*** RECORDS PROVIDED ***
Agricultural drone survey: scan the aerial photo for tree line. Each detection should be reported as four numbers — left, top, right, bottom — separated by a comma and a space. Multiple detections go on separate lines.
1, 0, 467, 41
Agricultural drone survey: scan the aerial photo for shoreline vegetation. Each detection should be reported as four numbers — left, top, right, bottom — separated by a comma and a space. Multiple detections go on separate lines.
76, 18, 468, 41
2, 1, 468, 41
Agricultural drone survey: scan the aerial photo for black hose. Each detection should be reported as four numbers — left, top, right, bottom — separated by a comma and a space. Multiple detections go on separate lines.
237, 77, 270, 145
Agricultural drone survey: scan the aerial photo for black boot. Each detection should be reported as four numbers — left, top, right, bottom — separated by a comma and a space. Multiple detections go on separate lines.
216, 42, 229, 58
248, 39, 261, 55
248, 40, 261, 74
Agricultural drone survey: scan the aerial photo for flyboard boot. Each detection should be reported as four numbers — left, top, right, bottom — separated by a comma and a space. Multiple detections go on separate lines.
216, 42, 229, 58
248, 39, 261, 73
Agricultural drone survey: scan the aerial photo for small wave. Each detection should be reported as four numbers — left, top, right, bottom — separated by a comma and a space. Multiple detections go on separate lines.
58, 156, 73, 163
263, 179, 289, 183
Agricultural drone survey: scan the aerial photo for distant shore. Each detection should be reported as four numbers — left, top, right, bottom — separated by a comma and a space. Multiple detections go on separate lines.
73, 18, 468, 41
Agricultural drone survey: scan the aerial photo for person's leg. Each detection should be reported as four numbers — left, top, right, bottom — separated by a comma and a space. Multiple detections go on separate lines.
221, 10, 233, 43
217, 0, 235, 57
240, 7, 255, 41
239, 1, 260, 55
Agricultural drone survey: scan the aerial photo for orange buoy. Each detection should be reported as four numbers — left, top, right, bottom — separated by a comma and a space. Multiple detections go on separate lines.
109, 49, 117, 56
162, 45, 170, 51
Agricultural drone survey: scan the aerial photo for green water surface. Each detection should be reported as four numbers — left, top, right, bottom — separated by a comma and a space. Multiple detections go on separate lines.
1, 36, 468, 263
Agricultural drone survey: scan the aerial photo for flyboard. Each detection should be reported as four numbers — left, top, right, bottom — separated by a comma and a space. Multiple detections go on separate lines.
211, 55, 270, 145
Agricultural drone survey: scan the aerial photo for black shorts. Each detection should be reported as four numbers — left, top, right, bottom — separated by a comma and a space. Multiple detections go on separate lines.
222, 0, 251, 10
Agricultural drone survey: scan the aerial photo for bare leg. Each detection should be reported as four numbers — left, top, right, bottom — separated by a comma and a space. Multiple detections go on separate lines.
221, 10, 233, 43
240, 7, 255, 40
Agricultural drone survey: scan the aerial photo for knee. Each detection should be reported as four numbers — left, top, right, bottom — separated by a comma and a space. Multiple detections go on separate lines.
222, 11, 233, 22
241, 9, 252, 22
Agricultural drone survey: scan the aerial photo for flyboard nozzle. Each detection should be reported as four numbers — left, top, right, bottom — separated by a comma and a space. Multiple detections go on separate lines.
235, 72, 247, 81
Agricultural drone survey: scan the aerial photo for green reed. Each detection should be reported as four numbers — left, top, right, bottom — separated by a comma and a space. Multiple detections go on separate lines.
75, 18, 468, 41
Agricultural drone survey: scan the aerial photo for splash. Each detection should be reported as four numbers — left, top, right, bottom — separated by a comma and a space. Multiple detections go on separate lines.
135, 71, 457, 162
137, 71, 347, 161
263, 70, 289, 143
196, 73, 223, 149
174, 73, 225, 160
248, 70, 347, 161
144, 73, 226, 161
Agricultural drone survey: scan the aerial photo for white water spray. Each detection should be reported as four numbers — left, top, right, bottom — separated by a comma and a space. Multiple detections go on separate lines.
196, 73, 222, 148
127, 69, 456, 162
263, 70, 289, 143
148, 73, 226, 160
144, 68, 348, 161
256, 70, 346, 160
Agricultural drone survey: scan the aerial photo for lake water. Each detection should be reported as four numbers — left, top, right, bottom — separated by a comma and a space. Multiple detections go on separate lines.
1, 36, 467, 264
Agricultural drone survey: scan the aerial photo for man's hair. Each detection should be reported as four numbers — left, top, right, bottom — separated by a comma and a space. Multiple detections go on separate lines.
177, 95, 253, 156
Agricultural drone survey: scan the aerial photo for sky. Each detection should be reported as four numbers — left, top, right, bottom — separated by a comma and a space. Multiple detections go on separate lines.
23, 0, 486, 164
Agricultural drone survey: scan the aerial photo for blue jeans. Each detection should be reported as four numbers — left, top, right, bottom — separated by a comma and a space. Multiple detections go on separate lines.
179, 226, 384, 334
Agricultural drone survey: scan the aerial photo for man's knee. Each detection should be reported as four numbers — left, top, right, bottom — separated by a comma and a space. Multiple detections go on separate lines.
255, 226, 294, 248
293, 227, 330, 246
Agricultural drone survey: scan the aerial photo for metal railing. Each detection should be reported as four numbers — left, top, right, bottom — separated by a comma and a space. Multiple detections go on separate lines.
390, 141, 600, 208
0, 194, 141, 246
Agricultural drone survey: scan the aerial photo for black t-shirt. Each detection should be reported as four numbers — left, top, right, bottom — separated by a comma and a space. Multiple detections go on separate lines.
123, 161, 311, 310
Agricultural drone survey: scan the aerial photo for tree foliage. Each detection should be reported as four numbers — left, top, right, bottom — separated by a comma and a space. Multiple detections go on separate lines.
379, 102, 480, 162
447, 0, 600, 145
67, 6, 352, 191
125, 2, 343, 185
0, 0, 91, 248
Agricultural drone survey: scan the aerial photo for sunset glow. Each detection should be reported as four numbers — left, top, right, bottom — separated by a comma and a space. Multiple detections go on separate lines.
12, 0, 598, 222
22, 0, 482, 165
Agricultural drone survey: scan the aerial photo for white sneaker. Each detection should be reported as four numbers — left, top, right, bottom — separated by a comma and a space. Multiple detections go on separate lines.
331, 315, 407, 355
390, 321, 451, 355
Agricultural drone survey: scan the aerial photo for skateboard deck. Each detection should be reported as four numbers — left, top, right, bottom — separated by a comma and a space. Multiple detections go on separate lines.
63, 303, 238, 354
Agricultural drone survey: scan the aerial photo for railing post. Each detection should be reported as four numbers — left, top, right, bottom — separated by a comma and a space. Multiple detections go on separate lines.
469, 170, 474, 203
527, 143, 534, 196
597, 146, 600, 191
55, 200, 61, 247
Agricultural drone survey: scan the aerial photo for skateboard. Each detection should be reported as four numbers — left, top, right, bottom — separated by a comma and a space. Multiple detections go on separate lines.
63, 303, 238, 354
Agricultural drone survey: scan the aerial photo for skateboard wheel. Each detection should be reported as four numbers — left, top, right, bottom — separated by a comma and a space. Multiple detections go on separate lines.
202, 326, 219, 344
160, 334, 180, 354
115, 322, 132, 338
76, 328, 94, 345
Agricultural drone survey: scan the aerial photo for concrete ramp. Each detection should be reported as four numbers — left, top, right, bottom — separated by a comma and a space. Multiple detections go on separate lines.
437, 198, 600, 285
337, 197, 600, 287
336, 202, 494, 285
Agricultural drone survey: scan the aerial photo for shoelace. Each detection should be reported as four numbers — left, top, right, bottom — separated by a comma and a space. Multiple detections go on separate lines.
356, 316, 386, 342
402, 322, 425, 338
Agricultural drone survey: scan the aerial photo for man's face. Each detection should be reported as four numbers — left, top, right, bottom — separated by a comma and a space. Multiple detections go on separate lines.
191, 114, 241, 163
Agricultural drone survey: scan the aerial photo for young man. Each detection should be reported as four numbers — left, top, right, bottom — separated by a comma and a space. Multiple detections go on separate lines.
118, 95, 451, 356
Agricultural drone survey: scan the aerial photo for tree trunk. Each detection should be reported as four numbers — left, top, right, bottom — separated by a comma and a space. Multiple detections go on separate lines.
*** End of RECORDS PROVIDED ***
**TO DO**.
Extract the complete data, matching each line exactly.

**SOLUTION**.
Agricultural drone survey: scan the aerial photo for tree line. Each detection should be reported as four numbers — left, top, right, bottom — separated by a comma and a space. Multiple detections go on separate lines.
1, 0, 467, 41
Agricultural drone survey: scan the aerial photo for shoreline vegetation. Each detection should be reported as four numbers — left, top, right, bottom — separated by a comma and a space. Multiple detections go on separate lines.
76, 18, 468, 41
2, 1, 468, 41
Agricultural drone survey: scan the aerial photo for black hose. Each detection should be reported as four numbers — left, top, right, bottom — separated by a comma and a space. Multiple detections go on separate lines.
237, 77, 270, 145
Agricultural drone survey: scan the aerial photo for black boot. Each detection should be reported as four numbers — left, top, right, bottom — separated by a comma and a space. Multiple detections go on separate lines.
216, 42, 229, 58
248, 39, 261, 55
248, 40, 261, 74
Agricultural drone survey: scan the aerial photo for flyboard boot. Each detection should be reported as four numbers — left, top, right, bottom — separated by a comma and a space. Multiple detections go on separate lines.
216, 42, 229, 58
248, 39, 261, 73
Agricultural drone survey: scan the aerial photo for small wave. Each detection should be reported as four numbers — left, top, right, bottom — separated by a comma and a space. Multiple detections go on separate lines.
58, 156, 73, 163
263, 179, 289, 183
Agricultural drone survey: scan the aerial photo for distant shore. Each detection should be reported as four numbers — left, top, right, bottom — separated by a comma and a space. Multiple detections go on separate lines.
73, 18, 468, 41
Agricultural drone survey: scan the aerial photo for person's leg. Each detection should be reported as four numbers — left, top, right, bottom — separated by a comma and a space. Multiple detections go on separate lines.
221, 10, 233, 43
217, 0, 235, 57
240, 7, 255, 41
239, 1, 260, 55
Agricultural drone survey: scan the aerial photo for orange buoy. Each detection should be reported as four numbers — left, top, right, bottom — separated by a comma and a space. Multiple detections go on separate lines.
109, 49, 117, 56
162, 45, 170, 51
Agricultural drone survey: scan the aerial photo for green water surface. Each detection should be reported as four numbers — left, top, right, bottom — separated by a comma and a space. Multiple detections go on separate lines.
1, 36, 468, 263
Agricultural drone survey: scan the aerial photo for flyboard. Each detection should be reported as four numbers — left, top, right, bottom — separated by a comma and a space. Multiple detections go on separate lines.
211, 55, 270, 145
Agricultural drone survey: scan the aerial photo for black shorts. Each detection should be reported as four numbers — left, top, right, bottom — separated by a comma and a space. Multiple detections go on separate lines.
222, 0, 251, 10
Agricultural drone survey: scan the aerial photo for bare leg. Each detection should be reported as four numbers — left, top, right, bottom — separated by a comma and a space. Multiple detections go on separate lines.
221, 10, 233, 43
240, 7, 255, 40
Agricultural drone survey: scan the aerial photo for knee. Each detection should be reported as four numbers — left, top, right, bottom — separated by a comma and a space. Multiple detections go on separate lines.
222, 11, 233, 22
241, 9, 252, 22
Agricultural drone survey: scan the aerial photo for flyboard nozzle. Each detection should be reported as four numbers — left, top, right, bottom — separated by a comma and a space. Multiple detections go on separate lines.
235, 72, 247, 81
Agricultural drone survey: scan the aerial photo for green reed. Each detection should be reported as four numbers — left, top, right, bottom — separated by a comma and a space. Multiple detections go on separate lines.
75, 18, 468, 41
Agricultural drone survey: scan the aerial photo for splash. Each detection should be reported as four numbers — left, top, right, bottom — separated by a comma and a space. Multiple detections go on separate lines.
135, 71, 457, 162
137, 71, 347, 161
263, 70, 289, 143
196, 73, 223, 149
174, 73, 225, 160
248, 70, 347, 161
144, 73, 226, 161
Agricultural drone survey: scan the aerial photo for white water spray. Each detection should be reported as four numbers — left, top, right, bottom — separated by a comma and a space. Multiple detections go on separate lines.
196, 73, 222, 148
127, 69, 456, 162
263, 70, 289, 143
148, 73, 226, 160
144, 68, 348, 161
256, 70, 346, 160
Agricultural drone survey: scan the aerial photo for lake water. Each detection should be reported as four numbers — left, top, right, bottom — separated by a comma and a space. Multiple detections go on separate lines.
1, 36, 467, 264
Agricultural drone survey: scan the aerial photo for man's hair. Each detection should be reported as four numbers — left, top, right, bottom — separated by a comma and a space. Multiple detections go on separate lines.
177, 95, 253, 156
Agricultural drone survey: scan the aerial photo for sky. Each detection should be reported as four numbers — left, top, right, bottom — separated by a comma and a space. Multiple detections go on separate lines.
23, 0, 486, 164
Agricultural drone survey: scan the aerial photo for blue jeans. Each detection should be reported as four numbers — left, top, right, bottom — separated by a comma and a space. Multiple detections go on separate lines.
179, 226, 384, 334
Agricultural drone survey: scan the aerial photo for man's knee. Each detection should be reported as four numbers — left, top, right, bottom — separated by a comma and a space. Multiple detections go on separate lines.
255, 226, 294, 248
293, 227, 330, 246
Agricultural drone survey: scan the aerial photo for metal railing. Each detection should be reported as four numbers — left, top, right, bottom — separated by a comma and a space. Multiple detections go on separate lines.
390, 141, 600, 208
0, 194, 141, 246
Agricultural drone survey: scan the aerial photo for black t-shirt. Each detection should be reported as four numbers — left, top, right, bottom — separated by a comma and a space. Multiple detections go on separate lines.
123, 161, 311, 310
Agricultural drone survey: scan the aerial photo for tree foliage. Each detection should be reported as four numbers — left, top, right, bottom — separated by a comma and a space. Multiple detections go on separate lines.
379, 102, 480, 162
447, 0, 600, 145
67, 6, 352, 191
125, 2, 343, 185
0, 0, 91, 248
Agricultural drone survey: scan the aerial photo for sunset glow. Each detection should be reported as four numbers — left, top, right, bottom — separated by a comma and a space. Multiple detections go on separate lines.
12, 0, 598, 222
22, 0, 482, 165
Agricultural drone survey: scan the aerial photo for white sneaker. Each detection should be reported as four numbers — left, top, right, bottom — separated by a comma and a space. Multiple detections go on separate lines.
331, 315, 407, 355
390, 321, 451, 355
Agricultural drone survey: scan the aerial photo for skateboard deck. Each detection should be reported as four numbers — left, top, right, bottom — separated by a comma and a space. Multiple detections go on separate lines.
63, 303, 238, 354
Agricultural drone survey: scan the aerial photo for railing post. Each detection should be reported as four numbers — left, top, right, bottom — separated by a comma and a space. Multiple detections go on separate lines.
469, 170, 474, 203
527, 143, 534, 196
597, 146, 600, 191
55, 200, 61, 247
Agricultural drone survey: scan the aerial photo for skateboard. Each detection should be reported as four numbers — left, top, right, bottom — separated by a comma and a space. Multiple detections go on separate lines.
63, 303, 238, 354
Agricultural drone survey: scan the aerial photo for skateboard wheel. Each detection should be reported as four numbers — left, top, right, bottom — separated by a comma and a space. Multiple detections go on separate lines.
202, 326, 219, 344
160, 334, 180, 354
115, 322, 132, 338
76, 328, 94, 345
Agricultural drone survey: scan the aerial photo for concrete ramp. Each detection should be reported as four numbers — left, top, right, bottom — separated by a comma and a space. Multiple detections go on separate lines.
437, 198, 600, 285
337, 197, 600, 287
336, 202, 494, 285
Agricultural drone survey: scan the aerial photo for shoelace. Each detection should be reported as four numbers — left, top, right, bottom — separated by a comma and a space. Multiple detections go on separate lines.
356, 316, 386, 342
402, 322, 425, 338
Agricultural drone survey: scan the aerial photo for man's face. Each detection should be reported as four numbers — left, top, right, bottom — separated by a comma and a space. Multiple detections go on separate lines.
191, 114, 241, 163
Agricultural drone survey: scan the aerial photo for young man. Each detection should be reported as four numbers — left, top, right, bottom — separated by a comma and a space. Multiple detections go on separate lines.
118, 95, 451, 356
Agricultural drone survey: scan the aerial photo for tree trunk. Each detection should be reported as four numbers — left, top, right, bottom — separated by a comma and a space. Multiple detections go on separate lines.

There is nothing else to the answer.